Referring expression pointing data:

---*---

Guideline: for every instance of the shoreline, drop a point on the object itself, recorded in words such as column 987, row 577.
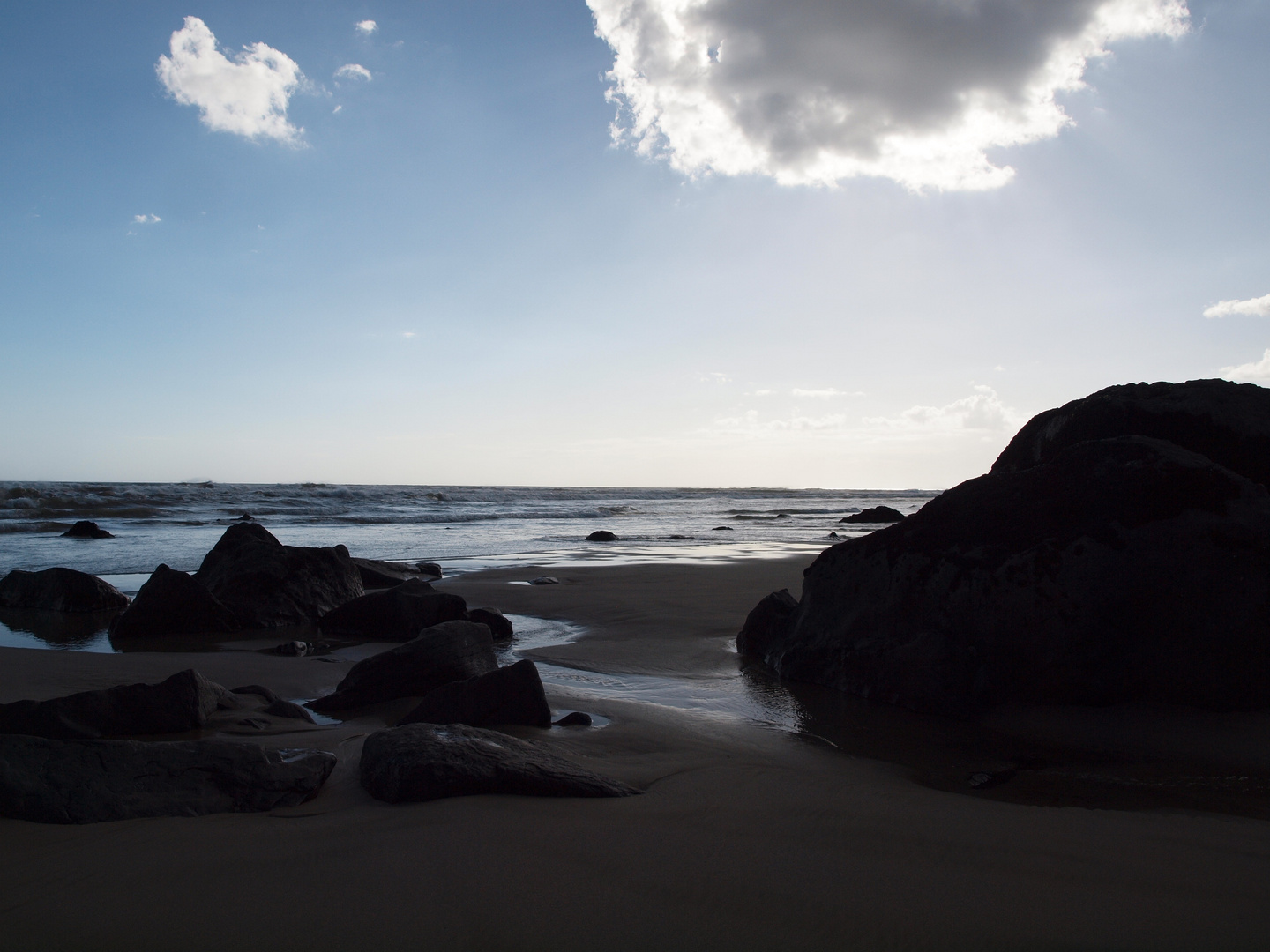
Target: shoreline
column 744, row 837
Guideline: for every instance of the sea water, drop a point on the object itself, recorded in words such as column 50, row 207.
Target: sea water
column 461, row 527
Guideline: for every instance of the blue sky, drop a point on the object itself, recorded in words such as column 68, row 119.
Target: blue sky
column 459, row 277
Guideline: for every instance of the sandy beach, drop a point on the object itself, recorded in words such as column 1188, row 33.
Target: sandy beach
column 746, row 837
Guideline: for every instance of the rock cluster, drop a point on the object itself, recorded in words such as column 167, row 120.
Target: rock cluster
column 58, row 591
column 1119, row 550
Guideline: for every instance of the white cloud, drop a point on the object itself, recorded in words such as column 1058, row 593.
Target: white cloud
column 352, row 71
column 811, row 93
column 1254, row 306
column 825, row 394
column 245, row 93
column 1250, row 372
column 982, row 410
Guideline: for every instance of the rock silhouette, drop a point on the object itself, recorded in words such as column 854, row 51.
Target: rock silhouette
column 1094, row 565
column 58, row 591
column 441, row 654
column 419, row 762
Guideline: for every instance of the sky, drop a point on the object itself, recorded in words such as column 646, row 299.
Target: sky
column 666, row 242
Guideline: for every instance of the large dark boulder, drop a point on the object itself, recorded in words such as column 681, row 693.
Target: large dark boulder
column 183, row 703
column 441, row 654
column 766, row 622
column 875, row 514
column 1117, row 569
column 94, row 781
column 419, row 762
column 511, row 695
column 58, row 591
column 1229, row 423
column 267, row 584
column 395, row 614
column 499, row 625
column 86, row 530
column 173, row 603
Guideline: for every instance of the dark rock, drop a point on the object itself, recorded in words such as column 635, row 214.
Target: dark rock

---*---

Problem
We ask that the entries above be copied exactly, with the pictures omitted.

Worked solution
Guideline: for every instance of the shoreline, drop a point on the object itself, recorded in words such as column 987, row 577.
Target: shoreline
column 744, row 837
Guideline: for every instance of the sea water, drop a point on the object itself, recorded in words such as column 50, row 207.
Target: sea water
column 461, row 527
Guideline: for every instance of the blue sky, drop a point on the object itself, recorded in words such as column 68, row 119.
Target: blue sky
column 459, row 277
Guideline: for every instance of the sandy beach, drop a point on the object itself, recorded in words such as column 1188, row 33.
Target: sandy beach
column 746, row 837
Guideline: for every instance of the rock cluster, drop a point on the object itself, recorded in words such as column 167, row 120.
Target: rock cluster
column 58, row 591
column 1119, row 550
Guideline: for every instance of the white cloud, drop a point on the object itself, recorded in words such as column 1058, row 593.
Target: white cloud
column 352, row 71
column 811, row 93
column 1254, row 306
column 825, row 394
column 245, row 93
column 1250, row 372
column 982, row 410
Guideline: for every instance of the rock silhouette, drop a point on the object itself, recorded in words such as column 854, row 51.
Target: rock silhouette
column 1094, row 565
column 58, row 591
column 441, row 654
column 419, row 762
Guideline: for every instance of the sky, drop a point on the object itself, recorded in words such as column 646, row 299.
Target: sky
column 666, row 242
Guideline: for every instance of the large dark boulder, drop a point on the object itself, recorded in words such as column 681, row 693.
Target: large dark boulder
column 183, row 703
column 441, row 654
column 766, row 622
column 875, row 514
column 1117, row 569
column 94, row 781
column 419, row 762
column 511, row 695
column 58, row 591
column 1229, row 423
column 267, row 584
column 395, row 614
column 499, row 625
column 86, row 530
column 173, row 603
Guideline: for every instance of the dark rock, drop a point on the object itself, recorded in words such as column 635, row 214.
Target: dark rock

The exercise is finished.